▶ _TASK REQUIREMENTS_
Echo the lines of the data below, unchanged, starting at the line that contains "Localize bushy tree." and ending at the line that contains "527, 383, 687, 538", with both of those lines included.

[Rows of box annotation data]

'''

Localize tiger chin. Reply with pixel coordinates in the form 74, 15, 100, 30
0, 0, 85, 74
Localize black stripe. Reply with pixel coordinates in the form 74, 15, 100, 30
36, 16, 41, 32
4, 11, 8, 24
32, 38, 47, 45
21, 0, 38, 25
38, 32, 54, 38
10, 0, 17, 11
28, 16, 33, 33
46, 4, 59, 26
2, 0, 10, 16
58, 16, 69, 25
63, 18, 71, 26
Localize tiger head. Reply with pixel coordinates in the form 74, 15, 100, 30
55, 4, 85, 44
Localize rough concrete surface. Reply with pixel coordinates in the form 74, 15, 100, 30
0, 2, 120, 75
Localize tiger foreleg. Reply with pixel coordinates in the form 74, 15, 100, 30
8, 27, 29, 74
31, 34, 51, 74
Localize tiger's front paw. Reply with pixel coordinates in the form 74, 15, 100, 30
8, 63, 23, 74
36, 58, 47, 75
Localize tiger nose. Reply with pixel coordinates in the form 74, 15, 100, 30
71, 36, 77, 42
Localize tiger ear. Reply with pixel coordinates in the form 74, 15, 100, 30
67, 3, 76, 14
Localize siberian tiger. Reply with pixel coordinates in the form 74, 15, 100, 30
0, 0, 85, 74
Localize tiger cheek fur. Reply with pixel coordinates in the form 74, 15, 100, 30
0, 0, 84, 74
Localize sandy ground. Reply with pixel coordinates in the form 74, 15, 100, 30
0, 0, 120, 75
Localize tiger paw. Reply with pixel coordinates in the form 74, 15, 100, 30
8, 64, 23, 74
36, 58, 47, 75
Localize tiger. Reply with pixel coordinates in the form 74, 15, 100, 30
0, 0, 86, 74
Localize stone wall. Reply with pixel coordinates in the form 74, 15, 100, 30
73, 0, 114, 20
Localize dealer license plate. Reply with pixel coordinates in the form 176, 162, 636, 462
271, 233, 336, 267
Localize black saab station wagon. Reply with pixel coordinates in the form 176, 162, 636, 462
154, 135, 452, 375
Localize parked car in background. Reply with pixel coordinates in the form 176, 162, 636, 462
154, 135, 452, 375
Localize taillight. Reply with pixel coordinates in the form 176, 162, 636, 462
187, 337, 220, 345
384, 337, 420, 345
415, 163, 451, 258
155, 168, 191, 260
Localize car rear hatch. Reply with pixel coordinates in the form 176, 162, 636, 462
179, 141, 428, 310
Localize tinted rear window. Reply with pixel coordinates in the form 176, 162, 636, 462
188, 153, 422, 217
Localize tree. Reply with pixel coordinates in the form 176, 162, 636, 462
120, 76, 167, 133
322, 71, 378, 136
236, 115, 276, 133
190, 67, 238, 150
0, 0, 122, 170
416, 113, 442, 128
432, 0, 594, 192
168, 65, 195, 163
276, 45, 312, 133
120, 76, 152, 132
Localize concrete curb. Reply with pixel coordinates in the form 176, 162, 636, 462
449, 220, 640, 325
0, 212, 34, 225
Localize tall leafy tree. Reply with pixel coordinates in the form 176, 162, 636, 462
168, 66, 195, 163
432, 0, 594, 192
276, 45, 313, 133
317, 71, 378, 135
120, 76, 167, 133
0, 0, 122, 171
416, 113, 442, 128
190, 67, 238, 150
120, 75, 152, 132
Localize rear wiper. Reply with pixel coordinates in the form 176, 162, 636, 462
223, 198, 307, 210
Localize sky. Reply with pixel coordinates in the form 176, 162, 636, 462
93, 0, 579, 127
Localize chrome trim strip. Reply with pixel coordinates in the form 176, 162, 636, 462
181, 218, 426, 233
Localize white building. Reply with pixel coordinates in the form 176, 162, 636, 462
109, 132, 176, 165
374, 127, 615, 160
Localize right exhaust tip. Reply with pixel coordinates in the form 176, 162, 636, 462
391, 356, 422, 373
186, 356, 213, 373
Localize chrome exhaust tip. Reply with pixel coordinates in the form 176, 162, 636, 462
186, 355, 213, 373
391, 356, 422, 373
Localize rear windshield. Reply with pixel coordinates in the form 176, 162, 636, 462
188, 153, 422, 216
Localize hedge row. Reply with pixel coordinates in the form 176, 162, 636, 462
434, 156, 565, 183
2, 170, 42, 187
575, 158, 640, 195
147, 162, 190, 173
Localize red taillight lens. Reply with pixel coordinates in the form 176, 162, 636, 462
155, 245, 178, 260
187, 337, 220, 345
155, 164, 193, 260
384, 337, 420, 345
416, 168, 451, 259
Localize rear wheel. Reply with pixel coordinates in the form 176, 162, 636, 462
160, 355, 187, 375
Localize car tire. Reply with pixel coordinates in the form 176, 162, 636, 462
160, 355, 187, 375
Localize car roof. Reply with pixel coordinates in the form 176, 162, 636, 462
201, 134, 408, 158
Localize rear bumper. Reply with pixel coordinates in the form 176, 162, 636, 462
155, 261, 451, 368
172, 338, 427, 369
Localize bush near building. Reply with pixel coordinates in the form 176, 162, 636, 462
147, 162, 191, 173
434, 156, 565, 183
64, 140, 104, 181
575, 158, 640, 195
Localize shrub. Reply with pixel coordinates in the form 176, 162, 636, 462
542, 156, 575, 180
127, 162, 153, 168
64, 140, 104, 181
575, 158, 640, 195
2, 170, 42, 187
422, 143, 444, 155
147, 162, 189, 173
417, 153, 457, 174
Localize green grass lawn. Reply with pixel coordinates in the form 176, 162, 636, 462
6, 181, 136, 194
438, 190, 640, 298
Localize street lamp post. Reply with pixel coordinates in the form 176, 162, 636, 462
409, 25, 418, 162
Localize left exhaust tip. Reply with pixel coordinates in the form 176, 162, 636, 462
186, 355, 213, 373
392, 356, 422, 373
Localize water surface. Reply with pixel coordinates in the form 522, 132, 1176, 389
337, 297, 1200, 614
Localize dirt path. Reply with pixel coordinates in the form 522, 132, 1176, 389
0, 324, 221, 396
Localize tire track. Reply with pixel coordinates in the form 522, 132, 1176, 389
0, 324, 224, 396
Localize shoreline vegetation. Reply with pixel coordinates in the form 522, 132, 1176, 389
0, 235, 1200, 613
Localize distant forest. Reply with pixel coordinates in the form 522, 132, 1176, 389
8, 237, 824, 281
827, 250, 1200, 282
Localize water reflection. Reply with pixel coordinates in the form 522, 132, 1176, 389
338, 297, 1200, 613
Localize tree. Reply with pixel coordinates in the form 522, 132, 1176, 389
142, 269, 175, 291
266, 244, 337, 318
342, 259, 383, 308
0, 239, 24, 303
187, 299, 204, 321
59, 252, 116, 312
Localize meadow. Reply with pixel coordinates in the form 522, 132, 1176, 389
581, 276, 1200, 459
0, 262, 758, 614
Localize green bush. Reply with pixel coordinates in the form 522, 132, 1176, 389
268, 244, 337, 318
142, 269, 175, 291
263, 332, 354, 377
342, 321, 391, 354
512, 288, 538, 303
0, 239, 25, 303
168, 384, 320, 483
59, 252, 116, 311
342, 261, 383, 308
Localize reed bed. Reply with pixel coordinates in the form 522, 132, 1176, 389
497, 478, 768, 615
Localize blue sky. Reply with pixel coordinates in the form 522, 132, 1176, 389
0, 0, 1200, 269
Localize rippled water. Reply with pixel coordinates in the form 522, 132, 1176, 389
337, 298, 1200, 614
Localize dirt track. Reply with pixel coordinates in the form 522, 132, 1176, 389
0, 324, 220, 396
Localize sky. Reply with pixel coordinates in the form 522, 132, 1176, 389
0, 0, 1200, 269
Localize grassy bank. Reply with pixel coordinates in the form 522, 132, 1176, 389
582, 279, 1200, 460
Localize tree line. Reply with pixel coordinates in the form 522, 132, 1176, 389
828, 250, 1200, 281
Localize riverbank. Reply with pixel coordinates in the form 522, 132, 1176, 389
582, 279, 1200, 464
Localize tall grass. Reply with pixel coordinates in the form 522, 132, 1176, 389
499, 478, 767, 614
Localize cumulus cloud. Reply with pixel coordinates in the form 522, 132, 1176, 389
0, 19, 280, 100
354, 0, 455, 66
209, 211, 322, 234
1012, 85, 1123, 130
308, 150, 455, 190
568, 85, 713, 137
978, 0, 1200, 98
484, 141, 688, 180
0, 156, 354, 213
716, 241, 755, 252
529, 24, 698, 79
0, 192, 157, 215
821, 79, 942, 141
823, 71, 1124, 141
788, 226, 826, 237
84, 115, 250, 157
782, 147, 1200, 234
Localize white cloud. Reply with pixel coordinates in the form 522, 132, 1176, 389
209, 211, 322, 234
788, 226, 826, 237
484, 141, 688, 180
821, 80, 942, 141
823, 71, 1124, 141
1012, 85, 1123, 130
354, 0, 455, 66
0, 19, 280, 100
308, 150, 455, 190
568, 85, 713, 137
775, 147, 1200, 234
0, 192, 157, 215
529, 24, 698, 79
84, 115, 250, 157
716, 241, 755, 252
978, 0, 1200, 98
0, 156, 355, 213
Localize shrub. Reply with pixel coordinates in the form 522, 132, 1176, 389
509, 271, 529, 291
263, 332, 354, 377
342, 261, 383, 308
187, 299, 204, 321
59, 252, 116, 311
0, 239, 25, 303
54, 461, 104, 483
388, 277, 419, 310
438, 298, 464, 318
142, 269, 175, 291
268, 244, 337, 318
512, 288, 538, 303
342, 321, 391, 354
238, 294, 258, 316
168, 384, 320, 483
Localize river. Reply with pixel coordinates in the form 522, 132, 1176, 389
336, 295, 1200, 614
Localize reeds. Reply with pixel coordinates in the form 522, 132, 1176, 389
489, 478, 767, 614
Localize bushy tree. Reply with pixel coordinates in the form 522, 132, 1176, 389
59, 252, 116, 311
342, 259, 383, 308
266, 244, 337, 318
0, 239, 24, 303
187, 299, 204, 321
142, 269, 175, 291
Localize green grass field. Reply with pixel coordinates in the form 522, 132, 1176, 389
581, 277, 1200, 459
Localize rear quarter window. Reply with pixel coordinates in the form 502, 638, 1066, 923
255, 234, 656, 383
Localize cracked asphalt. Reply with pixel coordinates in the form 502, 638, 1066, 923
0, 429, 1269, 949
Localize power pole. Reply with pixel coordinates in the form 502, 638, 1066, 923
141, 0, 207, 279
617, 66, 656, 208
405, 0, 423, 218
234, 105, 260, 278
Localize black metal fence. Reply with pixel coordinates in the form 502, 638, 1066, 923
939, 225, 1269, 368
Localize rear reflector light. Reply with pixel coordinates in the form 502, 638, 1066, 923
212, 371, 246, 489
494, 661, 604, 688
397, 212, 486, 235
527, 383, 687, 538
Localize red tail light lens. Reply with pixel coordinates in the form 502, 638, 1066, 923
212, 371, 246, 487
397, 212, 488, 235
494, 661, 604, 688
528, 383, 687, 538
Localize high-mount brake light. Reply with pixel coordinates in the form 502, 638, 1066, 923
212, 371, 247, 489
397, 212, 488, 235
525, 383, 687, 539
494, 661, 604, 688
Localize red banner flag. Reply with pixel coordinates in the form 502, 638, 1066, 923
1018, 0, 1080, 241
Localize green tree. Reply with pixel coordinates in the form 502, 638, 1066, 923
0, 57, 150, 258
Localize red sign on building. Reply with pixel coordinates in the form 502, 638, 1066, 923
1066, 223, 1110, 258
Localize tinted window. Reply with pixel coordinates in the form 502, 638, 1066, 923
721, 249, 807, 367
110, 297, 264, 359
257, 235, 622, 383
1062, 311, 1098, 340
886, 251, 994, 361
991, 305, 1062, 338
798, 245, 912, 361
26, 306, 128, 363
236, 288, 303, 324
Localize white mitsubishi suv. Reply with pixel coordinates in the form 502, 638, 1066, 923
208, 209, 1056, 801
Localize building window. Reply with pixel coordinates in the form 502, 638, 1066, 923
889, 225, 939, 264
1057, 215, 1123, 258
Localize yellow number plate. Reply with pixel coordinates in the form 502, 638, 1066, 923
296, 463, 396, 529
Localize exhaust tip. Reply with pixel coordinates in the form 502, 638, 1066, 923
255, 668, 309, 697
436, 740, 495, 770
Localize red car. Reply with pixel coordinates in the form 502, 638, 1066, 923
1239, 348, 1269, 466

'''

▶ _THE REPLY_
Localize bushy tree. Reply with pixel coordinates in the form 522, 132, 1176, 389
59, 252, 116, 311
342, 259, 383, 308
266, 244, 337, 318
0, 239, 24, 303
187, 299, 204, 321
142, 269, 175, 291
Localize green grass field. Reply with pixel coordinates in the form 522, 132, 1176, 389
581, 277, 1200, 459
Localize rear quarter window. Reply with pixel coordinates in the form 502, 638, 1066, 923
255, 234, 656, 383
Localize cracked asphalt. Reply with pixel coordinates in the form 502, 638, 1066, 923
0, 429, 1269, 949
Localize power pole. Reply with pixel coordinates in the form 502, 638, 1066, 923
141, 0, 207, 279
617, 66, 656, 208
405, 0, 423, 218
234, 105, 260, 278
Localize black metal fence. Reply with pixel coordinates in the form 502, 638, 1066, 923
939, 225, 1269, 368
Localize rear reflector light. Reply with pixel coordinates in the form 502, 638, 1066, 923
212, 371, 246, 489
494, 661, 604, 688
397, 212, 486, 235
527, 383, 687, 538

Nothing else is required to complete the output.